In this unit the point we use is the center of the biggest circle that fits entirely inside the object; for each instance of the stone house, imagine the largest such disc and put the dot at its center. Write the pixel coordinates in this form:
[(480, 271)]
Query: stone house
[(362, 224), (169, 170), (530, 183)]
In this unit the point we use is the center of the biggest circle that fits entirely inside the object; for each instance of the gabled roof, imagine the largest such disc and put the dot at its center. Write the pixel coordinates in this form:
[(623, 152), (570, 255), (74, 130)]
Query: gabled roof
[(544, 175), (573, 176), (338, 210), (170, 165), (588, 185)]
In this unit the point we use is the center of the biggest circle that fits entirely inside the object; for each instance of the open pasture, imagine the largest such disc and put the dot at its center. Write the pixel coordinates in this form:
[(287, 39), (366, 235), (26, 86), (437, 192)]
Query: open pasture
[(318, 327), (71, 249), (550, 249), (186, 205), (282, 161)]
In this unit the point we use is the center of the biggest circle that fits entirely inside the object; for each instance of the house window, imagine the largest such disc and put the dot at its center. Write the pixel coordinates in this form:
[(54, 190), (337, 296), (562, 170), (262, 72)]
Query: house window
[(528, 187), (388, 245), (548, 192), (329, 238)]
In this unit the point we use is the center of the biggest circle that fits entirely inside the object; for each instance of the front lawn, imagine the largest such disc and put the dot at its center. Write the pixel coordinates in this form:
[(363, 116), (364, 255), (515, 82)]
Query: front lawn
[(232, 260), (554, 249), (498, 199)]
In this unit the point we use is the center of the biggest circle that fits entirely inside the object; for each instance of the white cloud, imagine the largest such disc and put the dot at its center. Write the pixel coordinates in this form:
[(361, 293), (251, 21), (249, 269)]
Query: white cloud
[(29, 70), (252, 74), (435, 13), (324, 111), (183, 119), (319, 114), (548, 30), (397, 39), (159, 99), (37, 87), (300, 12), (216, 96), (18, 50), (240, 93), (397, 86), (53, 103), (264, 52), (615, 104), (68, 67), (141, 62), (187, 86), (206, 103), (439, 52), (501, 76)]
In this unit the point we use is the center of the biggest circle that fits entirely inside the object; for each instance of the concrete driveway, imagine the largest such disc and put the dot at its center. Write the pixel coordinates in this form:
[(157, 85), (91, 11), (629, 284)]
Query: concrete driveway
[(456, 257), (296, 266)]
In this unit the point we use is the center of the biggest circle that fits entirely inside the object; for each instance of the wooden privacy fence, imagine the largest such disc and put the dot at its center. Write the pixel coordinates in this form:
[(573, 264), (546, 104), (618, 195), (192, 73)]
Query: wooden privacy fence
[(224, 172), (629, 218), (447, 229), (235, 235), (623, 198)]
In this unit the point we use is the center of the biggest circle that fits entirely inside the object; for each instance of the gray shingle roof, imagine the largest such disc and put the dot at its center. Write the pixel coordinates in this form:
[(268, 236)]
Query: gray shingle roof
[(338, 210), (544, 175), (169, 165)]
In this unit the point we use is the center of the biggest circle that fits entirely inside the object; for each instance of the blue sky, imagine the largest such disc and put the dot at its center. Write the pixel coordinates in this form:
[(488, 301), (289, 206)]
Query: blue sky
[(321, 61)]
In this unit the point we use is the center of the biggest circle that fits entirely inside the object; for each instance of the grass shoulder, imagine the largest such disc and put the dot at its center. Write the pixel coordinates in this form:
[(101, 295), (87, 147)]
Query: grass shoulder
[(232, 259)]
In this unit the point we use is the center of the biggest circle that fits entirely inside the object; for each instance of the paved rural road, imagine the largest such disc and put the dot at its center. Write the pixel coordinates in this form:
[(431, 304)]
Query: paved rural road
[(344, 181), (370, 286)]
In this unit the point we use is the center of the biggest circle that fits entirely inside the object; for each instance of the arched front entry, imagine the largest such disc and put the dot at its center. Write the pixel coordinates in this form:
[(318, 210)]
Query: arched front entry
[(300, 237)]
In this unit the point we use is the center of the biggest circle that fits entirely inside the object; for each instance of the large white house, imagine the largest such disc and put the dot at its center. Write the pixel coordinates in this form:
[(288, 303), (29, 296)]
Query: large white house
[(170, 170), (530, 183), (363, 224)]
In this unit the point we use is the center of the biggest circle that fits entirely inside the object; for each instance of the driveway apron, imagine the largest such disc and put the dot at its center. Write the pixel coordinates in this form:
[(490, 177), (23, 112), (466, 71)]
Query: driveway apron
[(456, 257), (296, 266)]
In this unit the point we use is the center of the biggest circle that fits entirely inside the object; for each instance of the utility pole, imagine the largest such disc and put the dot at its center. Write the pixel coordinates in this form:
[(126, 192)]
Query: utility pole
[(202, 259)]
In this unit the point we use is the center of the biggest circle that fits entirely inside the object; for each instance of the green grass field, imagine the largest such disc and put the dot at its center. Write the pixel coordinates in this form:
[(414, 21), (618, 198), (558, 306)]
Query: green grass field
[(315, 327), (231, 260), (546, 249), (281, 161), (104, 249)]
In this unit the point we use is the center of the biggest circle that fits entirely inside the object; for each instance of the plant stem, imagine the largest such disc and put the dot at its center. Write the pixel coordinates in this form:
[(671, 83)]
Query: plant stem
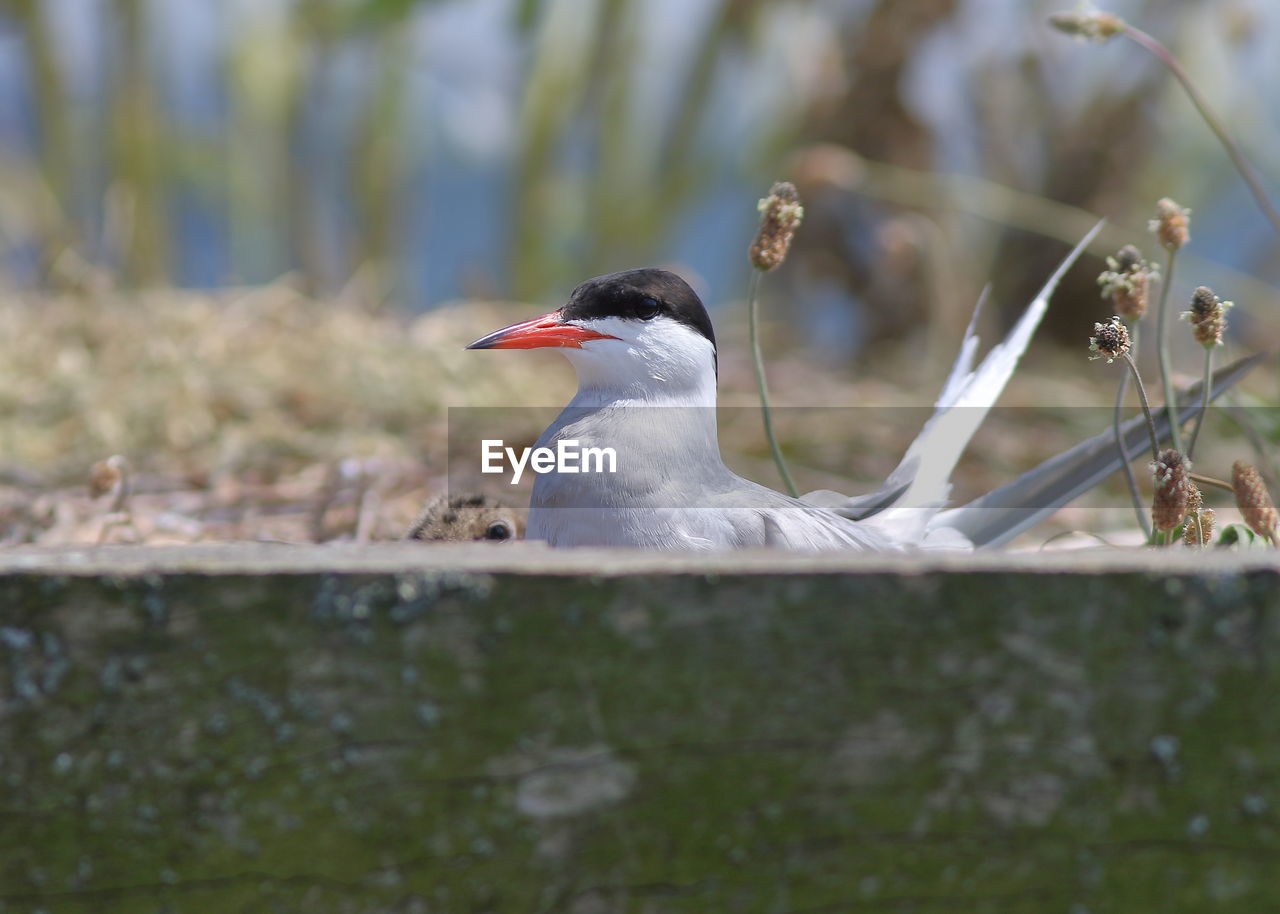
[(1166, 382), (1210, 480), (1206, 384), (1238, 159), (1124, 453), (1146, 406), (758, 364)]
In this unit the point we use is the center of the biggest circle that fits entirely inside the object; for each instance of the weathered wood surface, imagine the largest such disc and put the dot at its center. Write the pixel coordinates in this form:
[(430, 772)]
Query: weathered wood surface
[(515, 730)]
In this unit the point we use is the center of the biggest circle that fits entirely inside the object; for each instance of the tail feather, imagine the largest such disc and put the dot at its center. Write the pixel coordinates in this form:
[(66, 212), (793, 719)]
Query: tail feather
[(1000, 515), (922, 478)]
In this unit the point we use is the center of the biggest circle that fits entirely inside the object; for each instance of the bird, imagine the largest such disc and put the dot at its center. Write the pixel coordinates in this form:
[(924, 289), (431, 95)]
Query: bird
[(460, 519), (644, 351)]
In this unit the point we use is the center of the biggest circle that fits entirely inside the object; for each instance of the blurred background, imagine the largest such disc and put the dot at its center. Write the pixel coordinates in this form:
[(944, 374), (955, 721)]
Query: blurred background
[(233, 232)]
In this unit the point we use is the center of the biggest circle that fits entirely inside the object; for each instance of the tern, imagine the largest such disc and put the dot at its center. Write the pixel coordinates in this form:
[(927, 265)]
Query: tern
[(644, 351)]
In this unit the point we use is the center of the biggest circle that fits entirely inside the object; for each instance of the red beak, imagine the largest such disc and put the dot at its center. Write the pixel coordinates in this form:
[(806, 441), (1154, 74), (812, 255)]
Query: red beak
[(542, 332)]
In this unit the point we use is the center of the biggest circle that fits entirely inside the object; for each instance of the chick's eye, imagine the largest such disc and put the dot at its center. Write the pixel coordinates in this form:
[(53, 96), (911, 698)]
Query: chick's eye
[(648, 309)]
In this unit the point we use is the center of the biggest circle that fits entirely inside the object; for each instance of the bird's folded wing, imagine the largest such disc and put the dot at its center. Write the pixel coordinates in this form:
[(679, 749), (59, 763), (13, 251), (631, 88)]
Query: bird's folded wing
[(923, 475)]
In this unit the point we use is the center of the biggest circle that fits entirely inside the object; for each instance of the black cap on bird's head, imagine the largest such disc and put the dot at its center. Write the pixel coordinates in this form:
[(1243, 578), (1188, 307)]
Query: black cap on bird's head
[(640, 295), (613, 306)]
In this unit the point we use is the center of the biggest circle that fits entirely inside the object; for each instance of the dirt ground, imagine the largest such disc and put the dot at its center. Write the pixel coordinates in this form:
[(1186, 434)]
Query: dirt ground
[(265, 415)]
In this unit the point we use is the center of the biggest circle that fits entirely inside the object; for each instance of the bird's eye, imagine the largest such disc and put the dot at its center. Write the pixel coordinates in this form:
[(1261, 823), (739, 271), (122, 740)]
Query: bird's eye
[(648, 309)]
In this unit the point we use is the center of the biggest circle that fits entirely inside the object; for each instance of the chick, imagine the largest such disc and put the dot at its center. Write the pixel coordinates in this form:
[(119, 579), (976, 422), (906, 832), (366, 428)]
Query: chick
[(466, 517)]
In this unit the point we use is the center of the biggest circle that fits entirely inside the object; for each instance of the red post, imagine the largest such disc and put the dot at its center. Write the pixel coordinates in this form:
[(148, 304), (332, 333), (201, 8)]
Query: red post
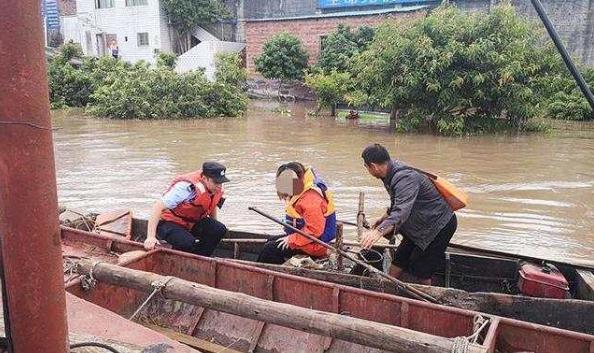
[(33, 282)]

TASK REQUIREMENTS. In the listing above, find the line with "Query: blurred background" and the line with "of the chick's"; set down exactly those two lines and every line between them, nothing more.

ANSWER SPACE.
Query: blurred background
[(233, 232)]
In this unit the point we use is the center of the biggest circle that fits entirely inside the object; for each instance of the tern, imagine the largest such disc and put the dot at its center. Write the pixel coordinates in this form:
[(927, 265)]
Query: tern
[(644, 351)]
In this unit the point we use is the center of the biggest circle that fits entirely inside the object; for each instance of the red beak, imagine the largest such disc and put the dot at its center. Write the pixel coordinates in this form:
[(806, 441), (1154, 74), (812, 255)]
Query: red beak
[(542, 332)]
In this unit the point we use is the center of the biggest circle that fits entirely inside the object; for each instance of the chick's eye, imagine the largest such disc and put the dot at its center. Write the pixel coordinates in this form:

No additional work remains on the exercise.